• [Stated goal]: Gather and copy every line in the records below that contains the word "copper". The match is case-sensitive.

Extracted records

++++++

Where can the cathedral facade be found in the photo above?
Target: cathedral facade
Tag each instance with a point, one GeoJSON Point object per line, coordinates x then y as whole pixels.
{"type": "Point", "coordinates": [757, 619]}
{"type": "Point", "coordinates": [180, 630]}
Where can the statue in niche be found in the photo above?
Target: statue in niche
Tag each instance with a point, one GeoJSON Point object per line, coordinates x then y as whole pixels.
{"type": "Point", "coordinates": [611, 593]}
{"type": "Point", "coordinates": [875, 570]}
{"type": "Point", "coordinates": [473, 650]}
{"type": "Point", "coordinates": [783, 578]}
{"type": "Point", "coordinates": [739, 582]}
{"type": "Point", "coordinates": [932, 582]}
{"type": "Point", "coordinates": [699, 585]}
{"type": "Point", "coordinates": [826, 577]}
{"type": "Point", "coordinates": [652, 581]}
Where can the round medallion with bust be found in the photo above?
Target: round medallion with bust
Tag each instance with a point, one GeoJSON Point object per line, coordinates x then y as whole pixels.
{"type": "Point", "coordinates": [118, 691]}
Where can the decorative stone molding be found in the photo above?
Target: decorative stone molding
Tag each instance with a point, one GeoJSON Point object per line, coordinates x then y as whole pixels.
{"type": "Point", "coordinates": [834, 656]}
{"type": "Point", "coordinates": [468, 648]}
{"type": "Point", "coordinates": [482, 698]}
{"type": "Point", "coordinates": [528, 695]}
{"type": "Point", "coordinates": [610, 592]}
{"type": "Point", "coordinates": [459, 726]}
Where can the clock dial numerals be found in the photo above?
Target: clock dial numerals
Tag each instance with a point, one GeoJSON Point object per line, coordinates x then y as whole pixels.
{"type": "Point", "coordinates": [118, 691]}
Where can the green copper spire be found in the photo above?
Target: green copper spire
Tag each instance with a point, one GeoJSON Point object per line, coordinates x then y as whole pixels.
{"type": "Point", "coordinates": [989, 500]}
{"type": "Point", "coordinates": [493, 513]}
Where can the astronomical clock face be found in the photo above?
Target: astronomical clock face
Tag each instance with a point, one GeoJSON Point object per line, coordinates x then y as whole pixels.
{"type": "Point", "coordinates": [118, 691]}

++++++

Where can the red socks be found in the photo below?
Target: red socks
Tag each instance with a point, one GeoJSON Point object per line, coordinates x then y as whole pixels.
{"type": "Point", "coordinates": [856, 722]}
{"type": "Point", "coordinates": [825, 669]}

++++++

• [Solution to the problem]:
Where can the green copper spire be found in the photo above?
Target: green copper spire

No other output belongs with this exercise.